The exercise — Repeat every line below exactly, word for word.

[Items from a data source]

>>>

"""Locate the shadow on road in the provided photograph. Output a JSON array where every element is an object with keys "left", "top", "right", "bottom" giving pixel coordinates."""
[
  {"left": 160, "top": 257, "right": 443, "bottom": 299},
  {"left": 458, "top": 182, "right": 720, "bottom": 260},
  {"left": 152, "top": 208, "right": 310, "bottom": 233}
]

<<<

Result of this exercise —
"""Locate the shadow on road in the provided photograph. Output a JSON array where every element is an object with keys "left", "top", "right", "bottom" giving pixel coordinates."""
[
  {"left": 160, "top": 257, "right": 443, "bottom": 299},
  {"left": 458, "top": 182, "right": 720, "bottom": 260},
  {"left": 152, "top": 208, "right": 310, "bottom": 233}
]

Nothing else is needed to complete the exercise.